▶ EXERCISE MATERIALS:
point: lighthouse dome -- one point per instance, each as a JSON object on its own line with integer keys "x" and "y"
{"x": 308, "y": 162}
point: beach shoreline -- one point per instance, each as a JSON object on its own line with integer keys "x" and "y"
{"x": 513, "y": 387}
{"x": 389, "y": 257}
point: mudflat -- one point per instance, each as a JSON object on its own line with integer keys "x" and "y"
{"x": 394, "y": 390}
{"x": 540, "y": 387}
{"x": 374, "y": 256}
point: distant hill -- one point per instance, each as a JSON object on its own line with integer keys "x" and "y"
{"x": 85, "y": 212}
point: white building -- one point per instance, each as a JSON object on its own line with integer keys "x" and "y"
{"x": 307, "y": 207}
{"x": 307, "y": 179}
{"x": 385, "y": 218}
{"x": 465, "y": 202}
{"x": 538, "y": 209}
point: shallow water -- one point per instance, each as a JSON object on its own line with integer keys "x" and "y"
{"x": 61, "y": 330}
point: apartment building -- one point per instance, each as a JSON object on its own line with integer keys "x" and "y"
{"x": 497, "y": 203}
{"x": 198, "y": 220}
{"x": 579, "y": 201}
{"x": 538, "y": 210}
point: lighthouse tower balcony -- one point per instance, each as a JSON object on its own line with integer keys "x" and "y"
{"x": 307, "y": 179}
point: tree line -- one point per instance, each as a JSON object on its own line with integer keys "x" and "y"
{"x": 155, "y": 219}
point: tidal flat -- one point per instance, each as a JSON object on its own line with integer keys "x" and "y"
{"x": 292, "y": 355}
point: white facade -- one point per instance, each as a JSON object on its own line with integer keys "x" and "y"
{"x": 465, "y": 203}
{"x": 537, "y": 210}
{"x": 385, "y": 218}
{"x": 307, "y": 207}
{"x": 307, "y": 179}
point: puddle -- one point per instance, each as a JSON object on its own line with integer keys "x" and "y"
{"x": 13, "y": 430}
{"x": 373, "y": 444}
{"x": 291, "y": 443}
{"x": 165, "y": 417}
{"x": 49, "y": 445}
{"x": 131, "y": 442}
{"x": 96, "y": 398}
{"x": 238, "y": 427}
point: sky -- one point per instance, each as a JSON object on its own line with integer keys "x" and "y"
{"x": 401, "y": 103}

▶ HOW TO COMPLETE THIS TASK:
An exact reproduction of the listing is needed.

▶ YOUR SOLUTION:
point: lighthouse dome -- one point per instance, each as a JSON object on its own line with integer keys "x" and "y"
{"x": 308, "y": 162}
point: beach shoreline -- one point per instance, each as a JSON object on its own line with integer keys "x" and "y"
{"x": 513, "y": 387}
{"x": 389, "y": 257}
point: mudflat -- one point per instance, each as a JSON object on its own line with integer keys "x" and "y"
{"x": 394, "y": 390}
{"x": 540, "y": 387}
{"x": 374, "y": 256}
point: distant hill -- one point per instance, each as a JSON object on its own line with integer keys "x" and "y"
{"x": 85, "y": 212}
point: white building -- one point per instance, each as a JSON object on its own line with integer keys "x" and "y"
{"x": 307, "y": 207}
{"x": 307, "y": 179}
{"x": 385, "y": 218}
{"x": 465, "y": 202}
{"x": 538, "y": 209}
point: shallow water -- one point per instance, each as a JSON object on its own line with integer keys "x" and "y"
{"x": 61, "y": 330}
point: apartment building -- one point per instance, each as a JSON object on its own line with integer keys "x" and "y"
{"x": 497, "y": 203}
{"x": 198, "y": 220}
{"x": 579, "y": 201}
{"x": 538, "y": 210}
point: lighthouse tower balcony -- one point per instance, each as a JSON object on its own line with integer keys "x" and "y"
{"x": 307, "y": 179}
point: tree line -- one point per instance, each as a JSON object on its own line with integer keys "x" and "y"
{"x": 155, "y": 219}
point: tidal flat -- one point per instance, each as a JSON object on its own line with integer keys "x" and "y"
{"x": 292, "y": 355}
point: white facade -- one point per instance, each as a JSON object on its own line with integer keys "x" and "y"
{"x": 465, "y": 203}
{"x": 537, "y": 210}
{"x": 385, "y": 218}
{"x": 307, "y": 207}
{"x": 307, "y": 179}
point: puddle -- one point per instance, each as a JSON object on its own line with integer keys "x" and "y"
{"x": 13, "y": 430}
{"x": 373, "y": 444}
{"x": 291, "y": 443}
{"x": 165, "y": 417}
{"x": 49, "y": 445}
{"x": 131, "y": 442}
{"x": 96, "y": 398}
{"x": 238, "y": 427}
point: sky -- one point per instance, each as a JSON object on its own line with integer keys "x" and "y"
{"x": 401, "y": 103}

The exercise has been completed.